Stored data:
========

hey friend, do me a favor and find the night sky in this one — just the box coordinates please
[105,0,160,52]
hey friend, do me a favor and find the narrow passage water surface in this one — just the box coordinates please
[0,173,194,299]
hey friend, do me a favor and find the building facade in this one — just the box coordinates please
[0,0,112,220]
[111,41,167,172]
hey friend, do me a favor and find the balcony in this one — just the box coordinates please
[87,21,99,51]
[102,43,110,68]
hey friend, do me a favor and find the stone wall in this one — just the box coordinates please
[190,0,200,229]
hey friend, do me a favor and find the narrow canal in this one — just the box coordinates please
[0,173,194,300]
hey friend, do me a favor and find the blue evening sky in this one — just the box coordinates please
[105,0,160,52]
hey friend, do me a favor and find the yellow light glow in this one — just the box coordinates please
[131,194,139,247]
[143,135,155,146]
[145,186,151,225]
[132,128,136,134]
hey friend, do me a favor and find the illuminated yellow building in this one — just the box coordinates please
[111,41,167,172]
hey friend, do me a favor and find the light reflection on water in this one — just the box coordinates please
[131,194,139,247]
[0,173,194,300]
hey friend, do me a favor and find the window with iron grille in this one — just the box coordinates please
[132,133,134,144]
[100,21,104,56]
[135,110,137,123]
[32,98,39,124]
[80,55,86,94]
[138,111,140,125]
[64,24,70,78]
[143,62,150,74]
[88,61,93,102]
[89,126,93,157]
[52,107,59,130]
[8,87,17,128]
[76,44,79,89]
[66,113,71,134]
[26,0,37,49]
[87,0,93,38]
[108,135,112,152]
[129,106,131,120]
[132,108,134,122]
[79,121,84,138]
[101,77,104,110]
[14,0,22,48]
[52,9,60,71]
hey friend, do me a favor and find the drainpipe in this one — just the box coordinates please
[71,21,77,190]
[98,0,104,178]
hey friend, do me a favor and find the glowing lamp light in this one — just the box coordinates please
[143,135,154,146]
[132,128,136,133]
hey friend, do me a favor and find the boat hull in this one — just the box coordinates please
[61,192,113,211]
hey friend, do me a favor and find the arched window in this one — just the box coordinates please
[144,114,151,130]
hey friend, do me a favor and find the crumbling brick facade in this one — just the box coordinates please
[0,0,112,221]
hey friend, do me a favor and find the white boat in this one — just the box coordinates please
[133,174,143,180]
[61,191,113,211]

========

→ **What is expected**
Would you reproduce, word for word, the lines from the one holding "hey friend, do me a favor and find the glowing" through the final line of the entries, both included?

→ **Result**
hey friend, do me a favor and find the glowing lamp light in this one — just the box coordinates please
[143,135,154,146]
[132,128,136,133]
hey friend, do me a favor and find the boat hull in this one — just the box coordinates please
[61,192,113,211]
hey friend, do me a favor and find the arched window in this one — just the box coordinates please
[144,114,151,130]
hey friend, do me a favor and find the crumbling brick facade in this one — just the box coordinates please
[0,0,112,221]
hey friend, do me a favor and find the white boat in this one — just the box coordinates please
[133,174,143,180]
[61,191,113,211]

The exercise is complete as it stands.